EXTRACT PROVIDED section start
“I wanted to live deep and suck out all the marrow of life.” – Henry Thoreau

I can never decide whether to write a short polished bio or a long raw one. Too short seems insincere and too long feels like oversharing. So, I’ll share somewhere in between so you can get to know me and my journey!

As a young child I was sensitive, intuitive and deeply introspective. As early as I can remember, people told me, ‘You are too sensitive’ which made me feel like that there was something wrong with me. Even at preschool, I would sit on my favourite rock and ponder the bigger questions – Who am I? Why are we here? What is life? I had a dreamy imagination and spent many hours speaking to the ocean, staring up at the stars and talking to rocks and plants.

However, as I grew older, I shut down my openness and natural curiosity in an attempt to fit in. By my early teenage years, I hated myself. This self-hatred manifested as chronic perfectionism and self-harm. I felt as if there was a terrible black hole inside me and never felt good enough. I didn’t know who ‘Aimee’ was anymore, and by my early 20’s, I entered a dark period of substance abuse. This existential crisis led me down a destructive path where I nearly died.
EXTRACT PROVIDED section end
● **REQUIRED WORK**
What bigger questions does the bio say the writer pondered at preschool?
RECORD EXTRACTS section start
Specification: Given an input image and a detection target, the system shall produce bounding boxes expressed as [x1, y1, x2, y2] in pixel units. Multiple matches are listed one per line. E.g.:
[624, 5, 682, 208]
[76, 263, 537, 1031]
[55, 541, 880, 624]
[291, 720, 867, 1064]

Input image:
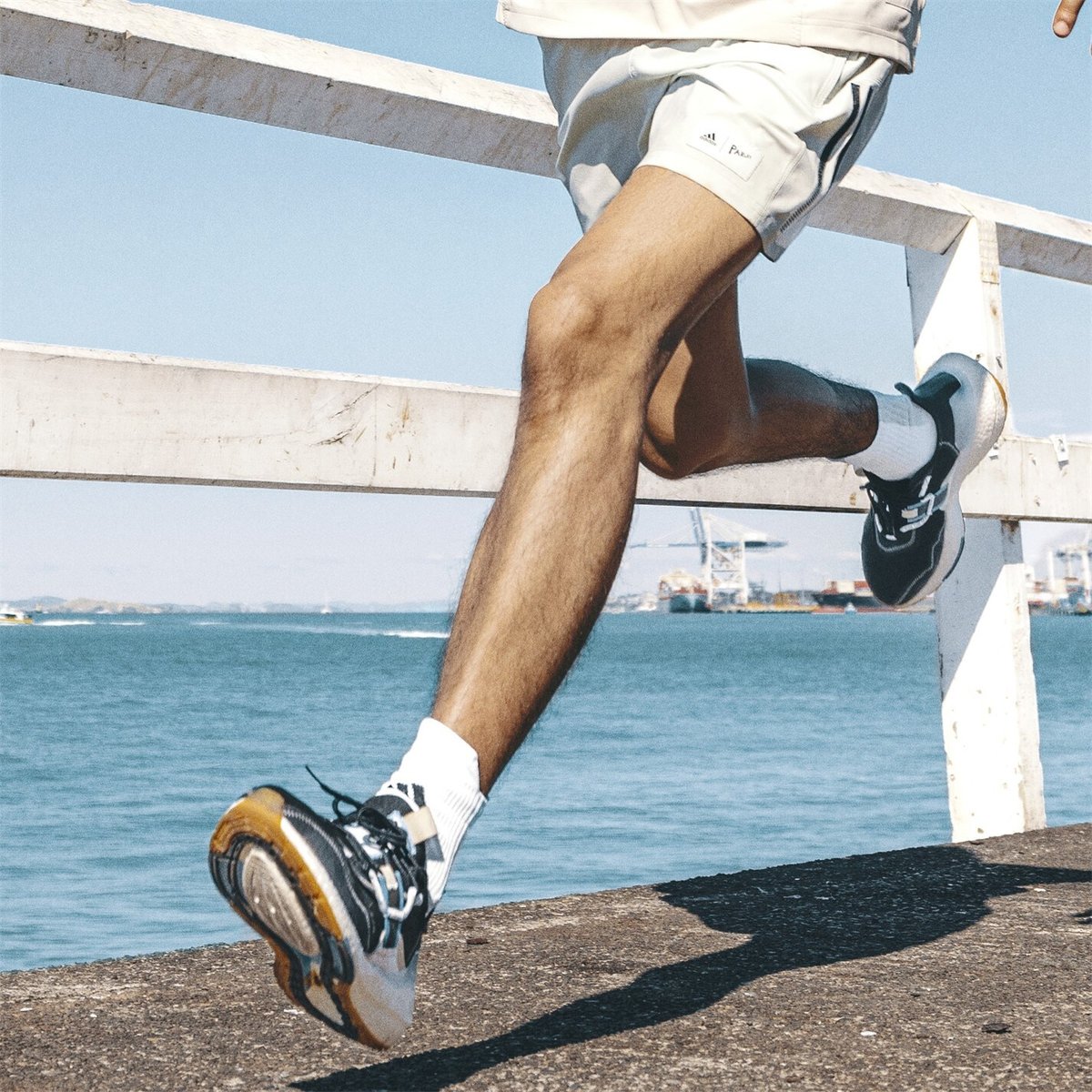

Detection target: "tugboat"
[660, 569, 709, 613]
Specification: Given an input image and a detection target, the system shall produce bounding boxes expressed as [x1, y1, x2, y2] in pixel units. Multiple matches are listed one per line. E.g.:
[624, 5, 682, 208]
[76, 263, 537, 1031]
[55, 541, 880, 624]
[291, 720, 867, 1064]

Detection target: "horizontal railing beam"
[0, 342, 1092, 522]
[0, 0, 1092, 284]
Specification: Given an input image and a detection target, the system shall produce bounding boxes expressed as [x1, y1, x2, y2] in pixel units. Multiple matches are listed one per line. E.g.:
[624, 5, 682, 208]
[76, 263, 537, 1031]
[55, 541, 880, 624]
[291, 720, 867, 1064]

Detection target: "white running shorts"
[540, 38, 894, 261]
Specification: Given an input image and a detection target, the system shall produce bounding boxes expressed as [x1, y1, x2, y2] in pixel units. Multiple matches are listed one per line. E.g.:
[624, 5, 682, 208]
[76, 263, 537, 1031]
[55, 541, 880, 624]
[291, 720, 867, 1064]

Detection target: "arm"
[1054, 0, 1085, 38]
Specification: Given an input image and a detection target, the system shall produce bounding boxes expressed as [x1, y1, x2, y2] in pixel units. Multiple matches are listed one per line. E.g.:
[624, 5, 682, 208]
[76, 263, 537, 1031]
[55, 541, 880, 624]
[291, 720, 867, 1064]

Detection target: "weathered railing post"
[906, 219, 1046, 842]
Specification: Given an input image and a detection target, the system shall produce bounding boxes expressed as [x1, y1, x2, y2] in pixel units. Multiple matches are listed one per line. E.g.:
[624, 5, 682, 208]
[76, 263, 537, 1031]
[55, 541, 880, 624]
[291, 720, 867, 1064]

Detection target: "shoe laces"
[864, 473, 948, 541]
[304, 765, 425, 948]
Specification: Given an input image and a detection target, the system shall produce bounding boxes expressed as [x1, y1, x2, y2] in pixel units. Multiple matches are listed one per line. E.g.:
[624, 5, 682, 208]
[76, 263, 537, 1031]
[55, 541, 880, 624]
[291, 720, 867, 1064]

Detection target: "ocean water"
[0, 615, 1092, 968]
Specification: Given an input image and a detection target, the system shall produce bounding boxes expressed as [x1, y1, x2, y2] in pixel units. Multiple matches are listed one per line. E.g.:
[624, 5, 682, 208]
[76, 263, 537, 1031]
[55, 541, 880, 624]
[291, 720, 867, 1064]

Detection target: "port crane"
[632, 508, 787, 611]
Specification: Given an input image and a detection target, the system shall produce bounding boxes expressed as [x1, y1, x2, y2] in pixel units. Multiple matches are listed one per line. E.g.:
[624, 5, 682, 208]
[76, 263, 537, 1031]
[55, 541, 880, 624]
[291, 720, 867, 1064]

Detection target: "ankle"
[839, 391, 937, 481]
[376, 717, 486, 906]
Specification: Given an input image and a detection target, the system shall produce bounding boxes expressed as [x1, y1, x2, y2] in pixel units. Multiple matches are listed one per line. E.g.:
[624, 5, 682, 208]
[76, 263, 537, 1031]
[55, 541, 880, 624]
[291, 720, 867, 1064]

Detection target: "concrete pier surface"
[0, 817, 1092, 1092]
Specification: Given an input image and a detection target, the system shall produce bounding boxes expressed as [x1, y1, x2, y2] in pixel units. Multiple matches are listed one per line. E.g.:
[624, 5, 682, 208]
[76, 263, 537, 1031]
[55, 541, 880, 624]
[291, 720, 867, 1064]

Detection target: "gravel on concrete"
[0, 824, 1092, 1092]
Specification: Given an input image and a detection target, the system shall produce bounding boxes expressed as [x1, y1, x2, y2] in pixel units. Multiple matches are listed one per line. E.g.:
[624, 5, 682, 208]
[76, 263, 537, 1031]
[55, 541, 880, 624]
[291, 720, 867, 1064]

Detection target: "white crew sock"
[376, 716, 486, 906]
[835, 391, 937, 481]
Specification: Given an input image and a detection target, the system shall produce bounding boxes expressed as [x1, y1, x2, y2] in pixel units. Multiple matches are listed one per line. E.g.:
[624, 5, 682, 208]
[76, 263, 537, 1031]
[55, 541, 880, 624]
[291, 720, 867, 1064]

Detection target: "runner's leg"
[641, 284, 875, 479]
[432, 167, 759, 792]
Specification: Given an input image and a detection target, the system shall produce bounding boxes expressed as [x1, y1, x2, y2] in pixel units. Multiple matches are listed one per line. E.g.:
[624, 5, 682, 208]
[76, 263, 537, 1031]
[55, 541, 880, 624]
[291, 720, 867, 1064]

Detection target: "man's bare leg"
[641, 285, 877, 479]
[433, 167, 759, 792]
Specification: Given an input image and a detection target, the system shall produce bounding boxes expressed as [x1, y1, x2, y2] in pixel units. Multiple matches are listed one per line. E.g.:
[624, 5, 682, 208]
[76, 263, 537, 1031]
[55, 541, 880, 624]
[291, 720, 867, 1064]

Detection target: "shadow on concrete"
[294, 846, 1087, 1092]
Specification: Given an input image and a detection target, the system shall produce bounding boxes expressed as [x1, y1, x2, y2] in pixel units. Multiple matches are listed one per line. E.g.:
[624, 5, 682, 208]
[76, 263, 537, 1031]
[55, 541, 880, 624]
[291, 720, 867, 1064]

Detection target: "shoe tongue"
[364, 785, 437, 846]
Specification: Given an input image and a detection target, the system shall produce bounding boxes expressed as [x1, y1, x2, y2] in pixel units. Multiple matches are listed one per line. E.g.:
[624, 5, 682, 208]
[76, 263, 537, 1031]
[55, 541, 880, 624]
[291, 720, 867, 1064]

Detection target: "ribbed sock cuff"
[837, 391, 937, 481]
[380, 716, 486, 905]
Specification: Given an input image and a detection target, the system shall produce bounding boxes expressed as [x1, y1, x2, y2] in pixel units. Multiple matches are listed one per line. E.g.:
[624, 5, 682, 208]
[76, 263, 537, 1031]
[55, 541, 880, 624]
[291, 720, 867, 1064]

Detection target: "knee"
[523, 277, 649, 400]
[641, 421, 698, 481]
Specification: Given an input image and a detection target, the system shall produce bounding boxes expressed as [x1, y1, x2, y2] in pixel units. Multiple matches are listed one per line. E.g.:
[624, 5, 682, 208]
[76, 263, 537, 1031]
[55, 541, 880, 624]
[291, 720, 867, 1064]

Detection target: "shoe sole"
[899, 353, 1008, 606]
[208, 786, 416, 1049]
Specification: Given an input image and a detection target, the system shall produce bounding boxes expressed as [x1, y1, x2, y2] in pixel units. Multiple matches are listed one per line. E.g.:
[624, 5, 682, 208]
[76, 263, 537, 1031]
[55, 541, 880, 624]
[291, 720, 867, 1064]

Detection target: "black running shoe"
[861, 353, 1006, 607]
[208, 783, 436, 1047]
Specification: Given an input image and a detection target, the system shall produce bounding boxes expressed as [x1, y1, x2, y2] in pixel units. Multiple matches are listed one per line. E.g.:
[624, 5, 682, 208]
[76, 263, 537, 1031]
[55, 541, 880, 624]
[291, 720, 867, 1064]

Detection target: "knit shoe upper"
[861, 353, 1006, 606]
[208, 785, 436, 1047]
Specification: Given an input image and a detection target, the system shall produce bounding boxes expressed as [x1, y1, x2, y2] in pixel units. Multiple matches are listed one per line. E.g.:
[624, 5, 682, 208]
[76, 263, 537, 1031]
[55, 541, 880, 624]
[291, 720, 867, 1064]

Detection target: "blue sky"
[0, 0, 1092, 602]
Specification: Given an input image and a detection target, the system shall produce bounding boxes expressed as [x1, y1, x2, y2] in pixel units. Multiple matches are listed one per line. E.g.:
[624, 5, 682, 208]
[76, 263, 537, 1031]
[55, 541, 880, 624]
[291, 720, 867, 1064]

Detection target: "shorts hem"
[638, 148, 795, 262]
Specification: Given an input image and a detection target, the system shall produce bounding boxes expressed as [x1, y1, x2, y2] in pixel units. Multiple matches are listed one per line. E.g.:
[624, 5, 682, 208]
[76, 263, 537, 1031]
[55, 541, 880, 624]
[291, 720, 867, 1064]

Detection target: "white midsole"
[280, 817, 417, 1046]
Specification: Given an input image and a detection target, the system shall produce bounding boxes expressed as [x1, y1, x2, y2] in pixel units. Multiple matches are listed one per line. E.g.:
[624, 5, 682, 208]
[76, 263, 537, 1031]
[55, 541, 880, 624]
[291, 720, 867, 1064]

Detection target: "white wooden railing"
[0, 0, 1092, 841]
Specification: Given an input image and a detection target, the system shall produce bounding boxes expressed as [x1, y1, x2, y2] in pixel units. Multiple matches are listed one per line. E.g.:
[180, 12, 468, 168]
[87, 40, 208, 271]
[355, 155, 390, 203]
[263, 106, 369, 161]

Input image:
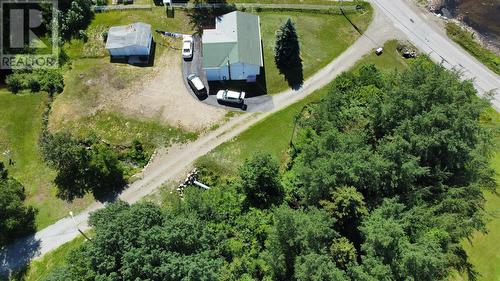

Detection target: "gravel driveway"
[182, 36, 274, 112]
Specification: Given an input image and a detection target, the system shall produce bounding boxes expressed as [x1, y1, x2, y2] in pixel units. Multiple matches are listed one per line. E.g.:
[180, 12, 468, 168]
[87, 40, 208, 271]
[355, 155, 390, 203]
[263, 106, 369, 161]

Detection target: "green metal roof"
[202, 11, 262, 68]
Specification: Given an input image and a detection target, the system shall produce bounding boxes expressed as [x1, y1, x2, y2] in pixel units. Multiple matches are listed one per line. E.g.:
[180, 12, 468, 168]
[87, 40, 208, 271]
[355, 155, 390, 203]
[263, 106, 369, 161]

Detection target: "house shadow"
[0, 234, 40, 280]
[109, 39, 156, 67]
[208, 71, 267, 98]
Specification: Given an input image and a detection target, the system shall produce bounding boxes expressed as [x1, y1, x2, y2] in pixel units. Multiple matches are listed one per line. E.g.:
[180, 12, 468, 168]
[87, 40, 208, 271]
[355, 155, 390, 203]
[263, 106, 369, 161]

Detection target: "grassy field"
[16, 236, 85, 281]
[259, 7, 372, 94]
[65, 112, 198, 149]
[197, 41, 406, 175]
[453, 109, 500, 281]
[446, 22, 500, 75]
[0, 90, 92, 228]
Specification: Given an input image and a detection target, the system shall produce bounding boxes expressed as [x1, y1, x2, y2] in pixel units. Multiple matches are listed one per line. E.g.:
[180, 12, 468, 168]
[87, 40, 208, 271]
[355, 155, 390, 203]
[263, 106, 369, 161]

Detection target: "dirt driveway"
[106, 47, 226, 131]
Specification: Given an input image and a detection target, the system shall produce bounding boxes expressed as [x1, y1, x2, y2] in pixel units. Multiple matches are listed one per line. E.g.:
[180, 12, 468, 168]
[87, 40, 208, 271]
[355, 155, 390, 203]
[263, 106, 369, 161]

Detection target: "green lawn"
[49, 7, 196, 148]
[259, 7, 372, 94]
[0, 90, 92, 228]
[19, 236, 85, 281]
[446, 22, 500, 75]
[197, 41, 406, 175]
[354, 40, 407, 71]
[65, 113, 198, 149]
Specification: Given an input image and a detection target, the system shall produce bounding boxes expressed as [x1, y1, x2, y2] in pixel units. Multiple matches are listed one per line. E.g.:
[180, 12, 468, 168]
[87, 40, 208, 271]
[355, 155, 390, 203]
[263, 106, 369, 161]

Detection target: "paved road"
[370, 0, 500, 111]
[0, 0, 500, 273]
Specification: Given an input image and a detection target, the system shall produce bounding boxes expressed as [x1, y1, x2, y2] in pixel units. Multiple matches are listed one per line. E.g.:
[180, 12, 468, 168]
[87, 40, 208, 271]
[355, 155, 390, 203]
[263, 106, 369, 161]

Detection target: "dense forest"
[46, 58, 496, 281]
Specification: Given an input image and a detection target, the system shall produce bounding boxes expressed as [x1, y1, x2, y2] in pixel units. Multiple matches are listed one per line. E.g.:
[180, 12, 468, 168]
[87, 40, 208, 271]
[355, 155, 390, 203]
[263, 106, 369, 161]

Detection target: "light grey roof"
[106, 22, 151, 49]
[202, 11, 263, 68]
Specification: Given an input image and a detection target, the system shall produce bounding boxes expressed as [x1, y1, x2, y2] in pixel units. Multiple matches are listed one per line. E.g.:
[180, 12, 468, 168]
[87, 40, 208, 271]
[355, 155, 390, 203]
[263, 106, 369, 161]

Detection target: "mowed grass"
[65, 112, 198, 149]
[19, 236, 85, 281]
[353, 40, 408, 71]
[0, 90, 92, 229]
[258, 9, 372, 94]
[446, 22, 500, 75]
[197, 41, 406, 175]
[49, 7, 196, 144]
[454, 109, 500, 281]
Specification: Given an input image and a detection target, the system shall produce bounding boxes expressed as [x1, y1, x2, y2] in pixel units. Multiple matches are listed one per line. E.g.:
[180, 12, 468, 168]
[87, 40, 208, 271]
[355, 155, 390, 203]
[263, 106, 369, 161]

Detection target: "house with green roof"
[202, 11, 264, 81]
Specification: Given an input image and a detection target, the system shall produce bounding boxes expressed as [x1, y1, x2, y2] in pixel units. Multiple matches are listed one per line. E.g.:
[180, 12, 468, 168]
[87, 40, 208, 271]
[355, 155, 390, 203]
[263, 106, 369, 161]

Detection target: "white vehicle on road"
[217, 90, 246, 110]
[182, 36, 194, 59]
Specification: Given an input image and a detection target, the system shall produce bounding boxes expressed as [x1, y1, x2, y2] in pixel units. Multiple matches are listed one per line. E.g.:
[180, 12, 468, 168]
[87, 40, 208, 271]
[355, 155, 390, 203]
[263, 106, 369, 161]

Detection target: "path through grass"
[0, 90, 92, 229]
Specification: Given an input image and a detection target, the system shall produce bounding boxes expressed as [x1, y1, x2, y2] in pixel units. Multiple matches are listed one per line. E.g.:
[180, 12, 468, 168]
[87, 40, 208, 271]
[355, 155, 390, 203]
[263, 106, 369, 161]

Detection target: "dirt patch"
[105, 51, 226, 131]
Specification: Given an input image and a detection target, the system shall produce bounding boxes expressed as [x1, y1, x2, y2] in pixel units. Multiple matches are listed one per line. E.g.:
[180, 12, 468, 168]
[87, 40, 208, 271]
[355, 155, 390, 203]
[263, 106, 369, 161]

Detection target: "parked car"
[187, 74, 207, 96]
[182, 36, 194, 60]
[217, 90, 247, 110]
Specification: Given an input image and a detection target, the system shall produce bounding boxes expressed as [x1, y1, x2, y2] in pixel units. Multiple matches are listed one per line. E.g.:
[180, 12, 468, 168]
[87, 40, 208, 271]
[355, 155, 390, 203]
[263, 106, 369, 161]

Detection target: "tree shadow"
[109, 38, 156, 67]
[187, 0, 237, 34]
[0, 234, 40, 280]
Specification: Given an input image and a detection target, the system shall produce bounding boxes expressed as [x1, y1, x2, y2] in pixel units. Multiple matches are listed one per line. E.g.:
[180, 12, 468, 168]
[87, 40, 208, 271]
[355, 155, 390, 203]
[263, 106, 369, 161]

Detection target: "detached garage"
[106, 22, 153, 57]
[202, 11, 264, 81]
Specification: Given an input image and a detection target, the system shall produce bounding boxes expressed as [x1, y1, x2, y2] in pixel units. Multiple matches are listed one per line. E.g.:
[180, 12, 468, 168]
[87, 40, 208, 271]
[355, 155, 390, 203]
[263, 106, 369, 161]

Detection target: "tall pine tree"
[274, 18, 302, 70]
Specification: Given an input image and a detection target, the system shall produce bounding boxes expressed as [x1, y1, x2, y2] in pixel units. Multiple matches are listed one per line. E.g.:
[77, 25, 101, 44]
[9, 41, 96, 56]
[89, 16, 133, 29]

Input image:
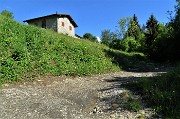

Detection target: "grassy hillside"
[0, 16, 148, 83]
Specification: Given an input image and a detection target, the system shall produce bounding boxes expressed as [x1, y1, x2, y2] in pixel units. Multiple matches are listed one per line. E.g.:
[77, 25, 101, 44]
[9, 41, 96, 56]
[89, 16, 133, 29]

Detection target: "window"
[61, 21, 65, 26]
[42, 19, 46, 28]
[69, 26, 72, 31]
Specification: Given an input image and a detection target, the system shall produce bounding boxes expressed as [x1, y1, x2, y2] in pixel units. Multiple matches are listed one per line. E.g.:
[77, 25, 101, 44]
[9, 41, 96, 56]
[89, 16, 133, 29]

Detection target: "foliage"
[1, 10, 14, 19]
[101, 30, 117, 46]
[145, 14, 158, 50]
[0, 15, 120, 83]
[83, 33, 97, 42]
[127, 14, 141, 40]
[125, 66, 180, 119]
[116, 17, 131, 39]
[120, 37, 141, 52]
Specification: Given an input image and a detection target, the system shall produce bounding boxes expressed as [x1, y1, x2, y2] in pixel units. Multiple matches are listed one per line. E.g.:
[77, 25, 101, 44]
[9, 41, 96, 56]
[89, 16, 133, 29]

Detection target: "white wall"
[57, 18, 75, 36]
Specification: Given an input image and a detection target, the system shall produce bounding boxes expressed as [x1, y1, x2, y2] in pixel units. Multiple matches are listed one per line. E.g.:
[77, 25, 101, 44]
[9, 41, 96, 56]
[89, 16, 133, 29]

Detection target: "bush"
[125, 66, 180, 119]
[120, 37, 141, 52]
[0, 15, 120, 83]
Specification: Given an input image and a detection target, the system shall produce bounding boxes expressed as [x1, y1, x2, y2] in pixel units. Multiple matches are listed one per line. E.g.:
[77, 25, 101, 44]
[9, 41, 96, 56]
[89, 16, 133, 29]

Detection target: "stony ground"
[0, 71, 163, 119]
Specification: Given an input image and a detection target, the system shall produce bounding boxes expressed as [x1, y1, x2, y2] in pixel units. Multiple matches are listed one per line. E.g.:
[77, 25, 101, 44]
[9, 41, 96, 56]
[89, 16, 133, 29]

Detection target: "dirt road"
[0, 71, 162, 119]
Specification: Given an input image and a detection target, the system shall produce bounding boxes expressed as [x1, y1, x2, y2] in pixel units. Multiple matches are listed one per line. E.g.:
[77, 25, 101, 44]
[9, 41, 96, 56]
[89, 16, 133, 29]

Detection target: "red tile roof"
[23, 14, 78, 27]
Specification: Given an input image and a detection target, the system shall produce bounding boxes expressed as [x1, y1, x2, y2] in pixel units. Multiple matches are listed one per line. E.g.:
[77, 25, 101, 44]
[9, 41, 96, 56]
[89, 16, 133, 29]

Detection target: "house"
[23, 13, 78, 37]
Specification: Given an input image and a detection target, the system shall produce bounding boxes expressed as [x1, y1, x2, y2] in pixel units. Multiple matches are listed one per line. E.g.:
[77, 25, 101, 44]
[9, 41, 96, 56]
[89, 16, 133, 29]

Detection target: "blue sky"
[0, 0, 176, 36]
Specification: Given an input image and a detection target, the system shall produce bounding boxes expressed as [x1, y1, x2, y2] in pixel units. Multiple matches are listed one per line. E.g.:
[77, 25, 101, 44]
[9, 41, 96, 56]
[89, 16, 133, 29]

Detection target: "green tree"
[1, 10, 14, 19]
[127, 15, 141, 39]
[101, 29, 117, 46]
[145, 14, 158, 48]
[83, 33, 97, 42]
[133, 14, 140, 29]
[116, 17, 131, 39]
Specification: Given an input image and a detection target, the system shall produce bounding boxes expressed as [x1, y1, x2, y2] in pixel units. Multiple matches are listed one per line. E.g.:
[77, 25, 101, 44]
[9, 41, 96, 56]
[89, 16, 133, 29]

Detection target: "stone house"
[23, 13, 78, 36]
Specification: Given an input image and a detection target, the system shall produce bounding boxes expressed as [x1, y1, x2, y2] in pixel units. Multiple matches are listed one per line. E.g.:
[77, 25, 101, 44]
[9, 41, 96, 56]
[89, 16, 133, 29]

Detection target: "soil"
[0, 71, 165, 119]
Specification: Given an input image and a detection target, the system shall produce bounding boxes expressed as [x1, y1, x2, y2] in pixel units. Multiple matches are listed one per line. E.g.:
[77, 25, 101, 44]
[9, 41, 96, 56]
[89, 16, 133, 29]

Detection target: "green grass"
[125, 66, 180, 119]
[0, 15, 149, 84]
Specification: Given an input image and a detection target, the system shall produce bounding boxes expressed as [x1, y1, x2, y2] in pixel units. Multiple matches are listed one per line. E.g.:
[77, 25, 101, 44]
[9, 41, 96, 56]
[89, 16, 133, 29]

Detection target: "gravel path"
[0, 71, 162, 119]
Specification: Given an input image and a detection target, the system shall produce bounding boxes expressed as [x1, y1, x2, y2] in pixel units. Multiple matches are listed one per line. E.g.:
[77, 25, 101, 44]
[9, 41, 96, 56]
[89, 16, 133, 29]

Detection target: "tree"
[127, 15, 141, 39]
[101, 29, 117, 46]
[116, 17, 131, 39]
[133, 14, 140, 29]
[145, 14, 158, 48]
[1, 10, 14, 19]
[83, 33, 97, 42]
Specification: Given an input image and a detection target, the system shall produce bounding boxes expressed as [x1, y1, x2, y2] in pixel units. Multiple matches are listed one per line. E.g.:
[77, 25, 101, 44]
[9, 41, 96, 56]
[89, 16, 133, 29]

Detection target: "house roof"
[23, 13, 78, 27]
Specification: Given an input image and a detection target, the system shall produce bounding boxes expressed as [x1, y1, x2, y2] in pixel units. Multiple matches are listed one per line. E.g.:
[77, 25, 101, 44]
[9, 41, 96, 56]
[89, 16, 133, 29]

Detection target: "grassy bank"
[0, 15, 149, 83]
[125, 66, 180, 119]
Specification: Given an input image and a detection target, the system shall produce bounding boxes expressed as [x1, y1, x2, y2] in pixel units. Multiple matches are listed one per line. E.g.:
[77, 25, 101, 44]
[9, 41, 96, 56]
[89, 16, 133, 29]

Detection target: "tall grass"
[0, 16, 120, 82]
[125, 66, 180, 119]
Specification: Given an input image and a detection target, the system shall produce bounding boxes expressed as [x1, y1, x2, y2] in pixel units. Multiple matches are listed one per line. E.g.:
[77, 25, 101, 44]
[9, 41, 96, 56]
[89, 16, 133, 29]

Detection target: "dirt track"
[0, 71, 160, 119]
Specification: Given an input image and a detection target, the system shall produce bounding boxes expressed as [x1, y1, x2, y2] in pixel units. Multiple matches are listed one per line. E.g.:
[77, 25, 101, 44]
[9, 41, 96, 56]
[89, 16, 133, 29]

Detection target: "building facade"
RECORD EXTRACTS section end
● **TASK RESULT**
Who am I? Why are we here? What is life?